# PROBLEM DETAILS
Pick out each line below containing "column".

# # # #

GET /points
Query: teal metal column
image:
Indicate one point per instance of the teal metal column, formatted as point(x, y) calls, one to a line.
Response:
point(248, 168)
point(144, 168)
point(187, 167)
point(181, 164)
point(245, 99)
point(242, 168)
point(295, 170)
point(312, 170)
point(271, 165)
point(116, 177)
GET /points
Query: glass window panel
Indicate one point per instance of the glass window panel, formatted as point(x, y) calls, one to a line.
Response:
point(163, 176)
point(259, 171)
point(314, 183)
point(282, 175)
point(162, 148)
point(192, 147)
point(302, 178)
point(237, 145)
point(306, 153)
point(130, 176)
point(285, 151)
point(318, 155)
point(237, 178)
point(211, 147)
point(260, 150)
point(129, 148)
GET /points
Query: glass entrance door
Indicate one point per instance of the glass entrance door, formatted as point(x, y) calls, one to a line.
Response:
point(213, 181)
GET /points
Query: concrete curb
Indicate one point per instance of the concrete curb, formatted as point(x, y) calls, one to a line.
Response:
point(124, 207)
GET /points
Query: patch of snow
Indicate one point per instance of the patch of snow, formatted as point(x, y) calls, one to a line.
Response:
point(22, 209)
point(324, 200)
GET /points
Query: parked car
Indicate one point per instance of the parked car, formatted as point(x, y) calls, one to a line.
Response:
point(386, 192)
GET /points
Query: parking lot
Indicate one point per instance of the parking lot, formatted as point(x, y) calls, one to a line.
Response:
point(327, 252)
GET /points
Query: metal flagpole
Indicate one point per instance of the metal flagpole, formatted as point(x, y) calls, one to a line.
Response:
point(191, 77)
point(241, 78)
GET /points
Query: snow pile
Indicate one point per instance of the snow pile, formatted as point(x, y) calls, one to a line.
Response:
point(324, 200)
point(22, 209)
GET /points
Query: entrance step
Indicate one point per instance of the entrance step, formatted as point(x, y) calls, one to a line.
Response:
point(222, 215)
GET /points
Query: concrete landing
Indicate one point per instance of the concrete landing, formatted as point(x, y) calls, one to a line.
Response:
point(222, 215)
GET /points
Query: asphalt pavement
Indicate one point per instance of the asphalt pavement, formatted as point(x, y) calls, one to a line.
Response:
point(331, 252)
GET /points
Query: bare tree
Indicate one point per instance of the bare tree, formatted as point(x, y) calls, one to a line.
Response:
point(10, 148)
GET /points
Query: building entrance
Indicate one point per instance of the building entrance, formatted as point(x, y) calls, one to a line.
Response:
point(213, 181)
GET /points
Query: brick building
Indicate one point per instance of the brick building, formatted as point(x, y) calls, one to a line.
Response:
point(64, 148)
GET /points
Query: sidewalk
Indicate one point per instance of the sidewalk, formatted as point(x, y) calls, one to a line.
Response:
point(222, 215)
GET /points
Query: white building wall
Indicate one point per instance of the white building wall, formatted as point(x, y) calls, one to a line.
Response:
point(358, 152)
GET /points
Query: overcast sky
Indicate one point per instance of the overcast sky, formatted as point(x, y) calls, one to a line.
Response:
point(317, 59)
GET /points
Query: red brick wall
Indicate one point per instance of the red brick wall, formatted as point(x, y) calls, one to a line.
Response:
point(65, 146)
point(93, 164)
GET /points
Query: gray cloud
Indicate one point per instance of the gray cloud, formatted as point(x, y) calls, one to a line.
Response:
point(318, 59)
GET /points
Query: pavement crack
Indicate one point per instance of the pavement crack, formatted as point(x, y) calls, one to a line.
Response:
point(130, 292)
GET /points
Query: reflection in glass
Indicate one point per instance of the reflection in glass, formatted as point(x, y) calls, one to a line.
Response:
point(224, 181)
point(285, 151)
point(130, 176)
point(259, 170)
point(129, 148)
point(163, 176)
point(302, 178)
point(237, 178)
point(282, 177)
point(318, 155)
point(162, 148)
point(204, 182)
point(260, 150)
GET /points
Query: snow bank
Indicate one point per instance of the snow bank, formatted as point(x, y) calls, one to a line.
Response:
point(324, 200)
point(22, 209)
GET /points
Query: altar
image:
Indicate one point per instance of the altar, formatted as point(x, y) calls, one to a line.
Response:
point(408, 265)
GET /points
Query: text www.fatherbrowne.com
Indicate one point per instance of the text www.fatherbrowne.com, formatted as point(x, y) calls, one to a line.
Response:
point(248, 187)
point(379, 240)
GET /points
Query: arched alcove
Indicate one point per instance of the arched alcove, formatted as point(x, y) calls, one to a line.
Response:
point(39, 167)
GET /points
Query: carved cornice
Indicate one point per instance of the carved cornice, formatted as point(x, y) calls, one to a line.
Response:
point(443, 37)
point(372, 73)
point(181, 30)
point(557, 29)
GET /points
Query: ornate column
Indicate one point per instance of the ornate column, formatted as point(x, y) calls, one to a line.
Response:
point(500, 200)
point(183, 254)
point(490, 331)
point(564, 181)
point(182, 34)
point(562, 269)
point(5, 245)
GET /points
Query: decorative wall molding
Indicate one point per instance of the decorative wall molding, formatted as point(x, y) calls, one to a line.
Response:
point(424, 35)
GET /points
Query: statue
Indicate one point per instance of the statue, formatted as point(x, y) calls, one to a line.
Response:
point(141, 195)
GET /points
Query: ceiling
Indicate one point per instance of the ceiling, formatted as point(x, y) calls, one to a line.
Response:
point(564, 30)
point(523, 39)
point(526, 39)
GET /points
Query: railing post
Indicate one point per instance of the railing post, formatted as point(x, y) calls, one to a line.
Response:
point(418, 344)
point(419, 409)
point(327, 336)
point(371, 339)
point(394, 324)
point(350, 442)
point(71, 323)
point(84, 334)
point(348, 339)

# # # #

# RESPONSE BELOW
Query: teal metal column
Indicate one point per instance of the teal metal column, formatted as point(x, y) calls, one to a line.
Query: ornate column
Indicate one point per instance of the ornate column, formatted as point(x, y) calls, one to a line.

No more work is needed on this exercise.